» TEKS YANG DISEDIAKAN
........

Lirik sebuah adegan fragmentari yang kami bawakan menggambarkan bagaimana keindahan taman druwe Ida Bhatari Dewi Danu yang dikelilingi oleh bunga kasian bukit/kasna/edelweis atau juga disebut sebagai bunga perak dan bunga tiblun yang dikenal dengan bunga emas memiliki nama latin Dudonaea viscosa, Florida hopbush yang sering dijumpai di Gunung Batur. Tanaman ini juga sangat penting karena digunakan sebagai pelengkap sarana upacara, seperti bunga edelweis yang digunakan pada canang untuk banten guru piduka ala Batur.
Sementara itu adapun syair pada teks gerong yang kami nyanyikan mengutarakan bagaimana kisah perjalanan itu sebagai berikut:
Kramaning babad batur
Nemoning ri candra sangkala geseng
Sasi wak manyujur bembengan agung
Tapak Hyang Pasupati sane madurgama
Taman danu maka pengawit
Pamijilan giri putri
Pinaka lingganing amerta bumi
Mapelawatan petapakan linggih
Mangda sida jagat bali ngemangguhin
Jagaditha kertaning gumi
Ketika membaca isinya menyoal tentang Candra Sangkala Geseng, rasanya ingin sekali mencari jawaban, memindai rasa pada tiap kata yang terangkai dan setelah mencari di beberapa literatur juga bertanya pada seorang kawan, ternyata Candra Sangkala merupakan perhitungan tahun berdasarkan pada perputara bulan terhadap bumi, dimana angkanya ditentukan berdasarkan nilai dari kata-kata.
Jadi, di dalam kata-kata itu ada nilai angkanya. Misalnya kata “sasi” berarti “bulan”, nilainya “1”. Kata “wak” berarti “mulut” yang nilainya juga “1”. Cara perhitungannya dibalik, misalnya di dalam teks ada “Candra Sangkala Sirna Hilang Kerthaning Gumi” sirna: 0; hilang: 0; kertha: 4; bhumi :1. Jadi, kata “Sirna Hilang Kerthaning Gumi”= 0041 lalu dibalik menghitungnya menjadi “1400 Saka”.
Nah, adapun catatan pertama letusan Gunung Batur itu diperkirakan terjadi pada 110 Saka yaitu pada Anggeseng Sasi Wak. Begitu dahsyatnya pembentukan kaldera Batur Purba yang kemudian disuguhkan dalam sebuah cerita lengkap dengan gerak tari, lagu dan juga gamelan.
Proses tidak pernah mudah, ada kegigihan yang menyertainya. Menurut Jero Rapliana sebagai koordinator dari Baswara, adapun hal yang perlu diketahui yakni tetabuhan pada fragmentari kali ini menggunakan sistem leluangan (pukulan seperti gong gede) dimana permainan pemade/gangsa hanya nyolcol tidak ngotek. Kurang lebih ada 17 gending termasuk gending petegak dan gending penutup.

........

» DATA YANG DIBERIKAN
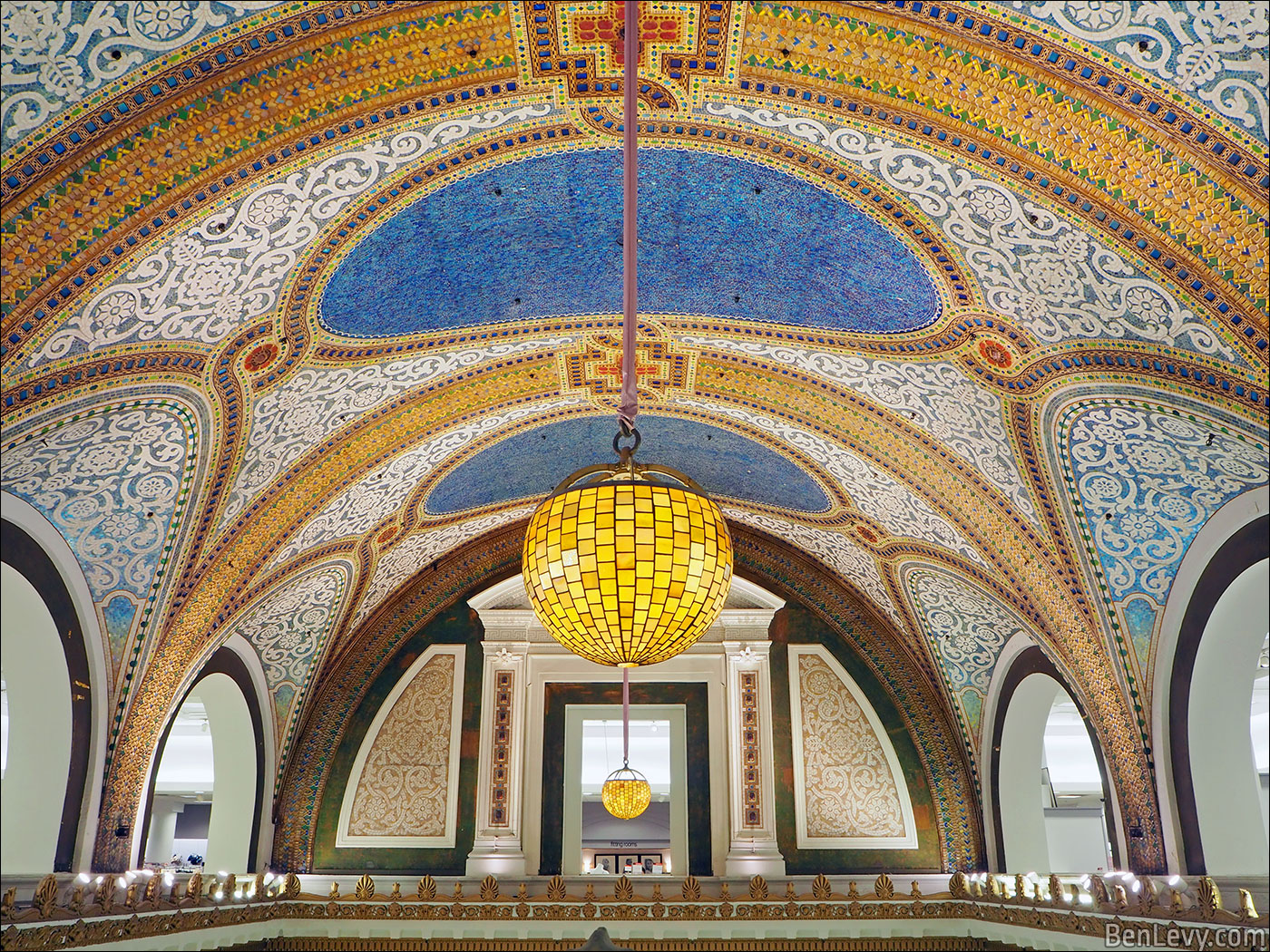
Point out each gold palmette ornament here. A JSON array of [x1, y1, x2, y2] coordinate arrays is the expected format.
[[522, 431, 733, 667]]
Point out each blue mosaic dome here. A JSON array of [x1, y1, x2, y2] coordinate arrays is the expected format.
[[321, 149, 940, 336]]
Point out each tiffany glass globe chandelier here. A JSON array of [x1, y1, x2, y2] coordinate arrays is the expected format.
[[522, 3, 733, 819]]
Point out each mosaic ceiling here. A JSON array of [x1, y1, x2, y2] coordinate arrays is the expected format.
[[0, 0, 1270, 869]]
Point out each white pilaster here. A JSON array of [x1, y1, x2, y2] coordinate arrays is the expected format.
[[721, 610, 785, 876], [467, 609, 533, 876]]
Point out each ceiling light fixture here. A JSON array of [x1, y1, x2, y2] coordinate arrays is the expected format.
[[522, 3, 733, 819]]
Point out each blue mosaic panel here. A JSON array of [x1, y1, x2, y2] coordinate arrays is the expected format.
[[425, 413, 829, 514], [321, 149, 940, 336]]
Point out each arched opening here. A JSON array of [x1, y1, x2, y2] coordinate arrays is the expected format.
[[1248, 642, 1270, 839], [141, 648, 264, 872], [1150, 486, 1270, 876], [0, 562, 77, 875], [1174, 559, 1270, 876], [992, 647, 1117, 875], [0, 502, 108, 873]]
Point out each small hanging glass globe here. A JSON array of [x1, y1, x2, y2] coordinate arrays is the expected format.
[[600, 764, 653, 820]]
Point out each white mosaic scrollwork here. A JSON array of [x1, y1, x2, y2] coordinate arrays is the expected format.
[[723, 507, 907, 631], [795, 654, 915, 847], [267, 397, 585, 568], [348, 505, 533, 631], [676, 399, 988, 568], [1013, 0, 1270, 142], [28, 104, 552, 367], [907, 566, 1025, 697], [234, 564, 348, 715], [679, 350, 1036, 521], [1060, 403, 1270, 607], [0, 405, 193, 602], [705, 102, 1242, 363], [217, 336, 575, 532], [0, 0, 278, 149]]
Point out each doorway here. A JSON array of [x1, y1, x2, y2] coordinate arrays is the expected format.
[[562, 704, 689, 876]]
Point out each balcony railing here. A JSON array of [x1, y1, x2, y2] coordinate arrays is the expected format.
[[0, 873, 1270, 949]]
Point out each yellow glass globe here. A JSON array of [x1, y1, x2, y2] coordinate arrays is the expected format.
[[522, 467, 733, 667], [600, 767, 653, 820]]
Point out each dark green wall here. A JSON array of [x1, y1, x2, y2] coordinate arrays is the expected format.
[[312, 602, 941, 876], [771, 604, 943, 876], [312, 602, 484, 876]]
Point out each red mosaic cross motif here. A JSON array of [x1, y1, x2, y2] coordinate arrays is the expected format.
[[572, 0, 683, 67], [526, 0, 733, 111]]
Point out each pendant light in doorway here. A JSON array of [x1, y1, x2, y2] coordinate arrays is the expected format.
[[522, 3, 733, 819]]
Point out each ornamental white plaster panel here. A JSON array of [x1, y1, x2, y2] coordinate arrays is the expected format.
[[676, 399, 988, 568], [0, 0, 279, 149], [348, 505, 533, 631], [705, 102, 1246, 364], [790, 646, 917, 850], [1012, 0, 1270, 142], [723, 507, 907, 631], [679, 347, 1040, 526], [26, 104, 552, 368], [234, 562, 350, 763], [337, 646, 464, 847], [267, 397, 585, 568], [217, 336, 575, 532]]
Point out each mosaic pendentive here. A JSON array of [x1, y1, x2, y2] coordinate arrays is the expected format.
[[0, 0, 282, 151], [0, 400, 198, 697], [1012, 0, 1270, 142], [234, 562, 349, 791], [903, 566, 1031, 756], [706, 102, 1239, 362], [1055, 396, 1270, 697], [19, 105, 550, 367]]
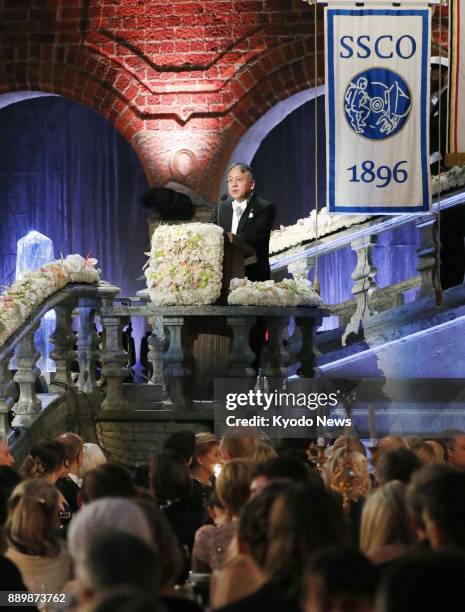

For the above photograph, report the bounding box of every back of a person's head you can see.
[0,465,22,497]
[19,440,66,479]
[79,586,166,612]
[266,483,347,598]
[238,480,295,569]
[360,480,415,554]
[221,434,256,461]
[134,497,183,588]
[376,448,422,485]
[252,454,310,482]
[423,468,465,551]
[375,551,465,612]
[79,463,135,504]
[5,478,60,557]
[163,429,195,464]
[215,459,252,516]
[78,442,107,478]
[68,497,152,562]
[149,450,192,505]
[307,548,378,611]
[76,529,159,599]
[57,431,84,463]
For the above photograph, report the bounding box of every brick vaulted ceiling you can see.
[0,0,448,197]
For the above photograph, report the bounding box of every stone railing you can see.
[270,191,465,343]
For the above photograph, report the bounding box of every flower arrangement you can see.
[145,223,224,306]
[0,254,100,346]
[228,278,323,306]
[270,166,465,254]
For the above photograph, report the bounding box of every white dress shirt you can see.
[231,200,247,234]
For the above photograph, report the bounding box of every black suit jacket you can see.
[212,194,276,281]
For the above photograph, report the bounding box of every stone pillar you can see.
[0,351,14,440]
[227,316,256,378]
[342,235,378,344]
[415,214,440,299]
[163,317,186,409]
[50,302,76,393]
[295,317,321,378]
[262,317,289,378]
[147,317,167,399]
[77,298,100,393]
[101,314,129,410]
[13,321,42,426]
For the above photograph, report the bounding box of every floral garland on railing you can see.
[228,278,323,306]
[270,166,465,254]
[145,223,224,306]
[0,254,100,346]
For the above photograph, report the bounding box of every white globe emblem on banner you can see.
[344,68,412,140]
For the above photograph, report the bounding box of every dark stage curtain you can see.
[0,96,149,295]
[252,96,418,327]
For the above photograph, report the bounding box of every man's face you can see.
[447,436,465,469]
[228,166,255,202]
[0,440,15,465]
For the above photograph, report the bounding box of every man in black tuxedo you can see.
[212,163,276,281]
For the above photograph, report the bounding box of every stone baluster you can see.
[101,314,129,410]
[415,214,440,299]
[0,352,14,440]
[77,298,100,393]
[295,317,321,378]
[227,316,256,378]
[342,235,378,344]
[13,321,42,426]
[261,317,289,378]
[163,317,186,409]
[287,256,315,280]
[50,302,76,393]
[147,316,167,399]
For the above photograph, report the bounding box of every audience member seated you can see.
[5,478,71,593]
[192,459,252,573]
[68,497,152,566]
[150,450,201,570]
[375,551,465,612]
[78,442,107,480]
[79,463,136,504]
[423,469,465,552]
[252,440,278,463]
[190,432,221,501]
[303,548,378,612]
[211,480,293,609]
[360,480,416,565]
[441,429,465,469]
[220,434,257,461]
[134,498,199,612]
[250,455,323,497]
[71,529,160,609]
[410,440,436,465]
[163,429,196,466]
[376,448,422,485]
[56,432,84,512]
[0,438,15,465]
[407,464,453,549]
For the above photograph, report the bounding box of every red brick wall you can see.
[0,0,323,198]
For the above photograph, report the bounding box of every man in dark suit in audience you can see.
[212,163,276,281]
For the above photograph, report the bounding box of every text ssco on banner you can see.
[325,7,431,214]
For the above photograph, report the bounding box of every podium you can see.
[216,232,257,305]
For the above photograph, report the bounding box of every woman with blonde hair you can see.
[5,478,71,593]
[360,480,416,564]
[192,459,252,572]
[190,431,221,499]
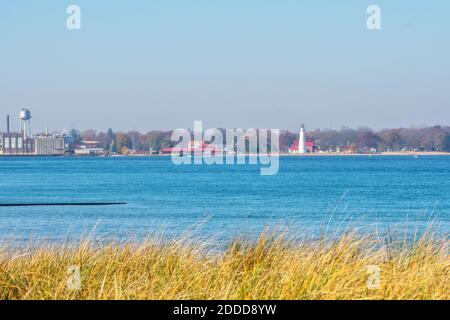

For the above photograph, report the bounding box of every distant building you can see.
[160,140,224,155]
[34,135,65,156]
[298,124,307,154]
[289,140,319,153]
[0,109,65,156]
[74,141,105,156]
[0,132,34,156]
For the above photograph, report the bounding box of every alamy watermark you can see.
[171,121,280,175]
[66,4,81,31]
[367,265,381,290]
[366,5,381,30]
[66,266,81,291]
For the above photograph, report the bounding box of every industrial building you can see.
[0,109,65,156]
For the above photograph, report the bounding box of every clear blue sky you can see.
[0,0,450,131]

........

» DAFTAR TUGAS
1 > Menurut teks tentang fragmentari Gunung Batur, pada tahun berapa letusan pertama Gunung Batur diperkirakan terjadi?
2 > Teruskan teks tentang fragmentari Gunung Batur mulai setelah kalimat terakhirnya.

» JAWABAN LATIHAN
1 > Letusan itu diperkirakan terjadi pada 110 Saka, yaitu pada Anggeseng Sasi Wak.

2 >
Untuk alur gending dibagi menjadi 14 babak, dimana ditiap babak memiliki ritmik gending yang beragam, dimulai dari tokoh utama yang digambarkan dengan suasana penuh keagungan, penggambaran tokoh masyarakat dengan suasana riang gembira, penuh keceriaan dan suka cita, babak 11-12 merupakan bagian klimaks dari cerita ini yang digambarkan dengan suasana penuh anugrah. Tidak lupa di bagian penutup digambarkan dengan kebijaksanaan dan rasa syukur.
Berjalan berdampingan mewujudkan satu persatu dialog-dialog dan ide cerita dan gagasan artistik berhasil dituangkan oleh Bapak Jero Budarsana, juga yang tidak pernah lalai mewujudkan gerak-gerik tari walau dengan brief yang seambigu apapun oleh Bagas Karayana. Begitu juga alunan jari jemari manisnya yang cakap dan tatapan mata yang tajam dari para penari menghubungkannya menjadi sebuah tarian yang penuh pemaknaan.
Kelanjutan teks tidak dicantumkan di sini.